== Required work ==
Only the lines from the line holding "Thank you for the photo. Please point out the black background" through the final line of the entries below are to be returned, exactly as they stand.

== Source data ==
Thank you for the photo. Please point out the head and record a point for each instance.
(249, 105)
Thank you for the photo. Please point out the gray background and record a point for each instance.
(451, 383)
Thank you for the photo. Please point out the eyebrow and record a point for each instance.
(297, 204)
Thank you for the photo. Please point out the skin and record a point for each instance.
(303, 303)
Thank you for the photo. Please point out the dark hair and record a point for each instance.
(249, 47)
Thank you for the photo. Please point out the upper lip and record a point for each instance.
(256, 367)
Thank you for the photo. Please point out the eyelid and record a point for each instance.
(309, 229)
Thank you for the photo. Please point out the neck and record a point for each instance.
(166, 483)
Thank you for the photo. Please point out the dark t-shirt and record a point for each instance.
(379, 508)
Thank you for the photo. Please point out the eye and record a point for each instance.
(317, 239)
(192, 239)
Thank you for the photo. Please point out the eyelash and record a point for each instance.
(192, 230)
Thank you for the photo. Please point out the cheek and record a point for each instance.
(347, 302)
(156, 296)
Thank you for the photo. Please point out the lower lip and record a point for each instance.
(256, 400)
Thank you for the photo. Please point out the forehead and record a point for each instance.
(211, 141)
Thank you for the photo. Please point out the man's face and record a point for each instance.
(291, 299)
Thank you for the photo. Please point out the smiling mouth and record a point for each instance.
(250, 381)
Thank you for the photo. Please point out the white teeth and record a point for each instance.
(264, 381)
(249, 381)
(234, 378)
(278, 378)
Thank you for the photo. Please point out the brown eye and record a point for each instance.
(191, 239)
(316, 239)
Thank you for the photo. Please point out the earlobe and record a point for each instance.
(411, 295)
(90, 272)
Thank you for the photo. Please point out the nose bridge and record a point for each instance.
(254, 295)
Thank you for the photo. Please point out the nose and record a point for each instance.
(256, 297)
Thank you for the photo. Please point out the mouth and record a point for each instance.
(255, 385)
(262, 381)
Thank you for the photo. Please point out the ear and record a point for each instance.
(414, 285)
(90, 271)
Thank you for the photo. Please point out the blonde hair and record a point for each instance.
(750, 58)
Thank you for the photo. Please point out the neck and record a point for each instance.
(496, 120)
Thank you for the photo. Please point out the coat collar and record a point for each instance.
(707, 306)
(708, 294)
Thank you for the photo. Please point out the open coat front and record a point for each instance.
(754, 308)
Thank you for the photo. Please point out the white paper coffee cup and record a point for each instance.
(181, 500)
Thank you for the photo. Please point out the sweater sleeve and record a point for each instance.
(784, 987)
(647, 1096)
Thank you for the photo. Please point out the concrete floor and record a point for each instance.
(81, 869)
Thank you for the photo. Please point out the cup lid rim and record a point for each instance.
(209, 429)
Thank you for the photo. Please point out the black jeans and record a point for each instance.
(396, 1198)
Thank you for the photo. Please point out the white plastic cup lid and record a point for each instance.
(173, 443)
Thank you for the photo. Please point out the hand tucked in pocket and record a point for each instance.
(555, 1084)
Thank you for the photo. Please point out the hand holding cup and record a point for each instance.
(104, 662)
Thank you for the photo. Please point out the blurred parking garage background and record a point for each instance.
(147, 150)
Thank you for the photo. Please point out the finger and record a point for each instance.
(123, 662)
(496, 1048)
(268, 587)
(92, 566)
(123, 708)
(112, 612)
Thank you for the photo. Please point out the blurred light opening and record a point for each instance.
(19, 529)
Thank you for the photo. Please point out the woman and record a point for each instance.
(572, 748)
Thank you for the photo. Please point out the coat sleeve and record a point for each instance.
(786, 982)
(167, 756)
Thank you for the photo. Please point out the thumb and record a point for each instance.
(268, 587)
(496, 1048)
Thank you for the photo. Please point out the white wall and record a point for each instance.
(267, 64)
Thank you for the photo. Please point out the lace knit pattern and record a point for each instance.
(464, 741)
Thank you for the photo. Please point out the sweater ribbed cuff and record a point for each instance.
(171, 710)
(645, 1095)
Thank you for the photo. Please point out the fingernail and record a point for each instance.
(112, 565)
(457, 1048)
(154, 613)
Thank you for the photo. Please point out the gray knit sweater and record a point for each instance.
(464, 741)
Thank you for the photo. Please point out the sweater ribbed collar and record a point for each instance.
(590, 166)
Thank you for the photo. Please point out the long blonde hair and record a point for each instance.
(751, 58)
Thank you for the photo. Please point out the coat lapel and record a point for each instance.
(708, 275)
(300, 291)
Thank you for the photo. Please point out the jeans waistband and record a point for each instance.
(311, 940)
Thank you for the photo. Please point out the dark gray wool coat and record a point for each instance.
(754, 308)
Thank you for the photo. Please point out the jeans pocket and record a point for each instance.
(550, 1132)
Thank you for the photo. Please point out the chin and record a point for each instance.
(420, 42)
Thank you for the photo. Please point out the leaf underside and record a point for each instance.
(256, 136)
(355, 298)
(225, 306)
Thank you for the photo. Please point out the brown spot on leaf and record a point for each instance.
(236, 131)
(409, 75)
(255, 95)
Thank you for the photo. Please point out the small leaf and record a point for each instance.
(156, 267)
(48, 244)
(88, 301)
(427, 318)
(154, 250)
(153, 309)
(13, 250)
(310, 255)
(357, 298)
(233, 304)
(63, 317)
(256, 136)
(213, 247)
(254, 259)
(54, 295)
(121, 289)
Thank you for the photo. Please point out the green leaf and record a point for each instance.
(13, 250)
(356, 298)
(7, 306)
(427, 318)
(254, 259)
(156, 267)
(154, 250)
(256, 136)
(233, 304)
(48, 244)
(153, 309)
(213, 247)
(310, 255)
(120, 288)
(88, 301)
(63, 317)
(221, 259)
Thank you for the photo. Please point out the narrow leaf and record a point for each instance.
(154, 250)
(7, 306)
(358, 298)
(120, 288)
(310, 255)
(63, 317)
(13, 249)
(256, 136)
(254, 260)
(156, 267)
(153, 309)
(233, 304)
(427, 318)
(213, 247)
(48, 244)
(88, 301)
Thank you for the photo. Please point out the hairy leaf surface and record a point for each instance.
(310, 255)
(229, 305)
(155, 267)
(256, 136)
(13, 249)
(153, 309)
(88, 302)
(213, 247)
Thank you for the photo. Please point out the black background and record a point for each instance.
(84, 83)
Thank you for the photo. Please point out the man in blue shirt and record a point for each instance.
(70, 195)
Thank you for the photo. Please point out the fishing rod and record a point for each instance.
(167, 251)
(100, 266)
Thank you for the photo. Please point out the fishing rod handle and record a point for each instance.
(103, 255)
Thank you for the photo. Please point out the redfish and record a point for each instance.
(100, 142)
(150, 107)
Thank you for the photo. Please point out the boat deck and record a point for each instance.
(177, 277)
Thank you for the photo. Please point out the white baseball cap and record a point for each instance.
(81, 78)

== Exercise response ==
Thank you for the photo. Please point out the black background and record a point for each instance.
(84, 83)
Thank you for the photo. Please point out the man in blue shirt and record a point for each instance.
(70, 195)
Thank you for the photo. Please point out the fishing rod and record a point for each instance.
(167, 251)
(100, 266)
Thank you for the photo. Please point out the fishing rod handle and record a point for each instance.
(103, 255)
Thank you for the photo. Please point out the redfish and record a point for each instance.
(100, 142)
(150, 107)
Thank you for the photo. Please point out the boat deck and record a point for each instance.
(177, 277)
Thank you for the photo. Please point out the white baseball cap and record a point for each instance.
(81, 78)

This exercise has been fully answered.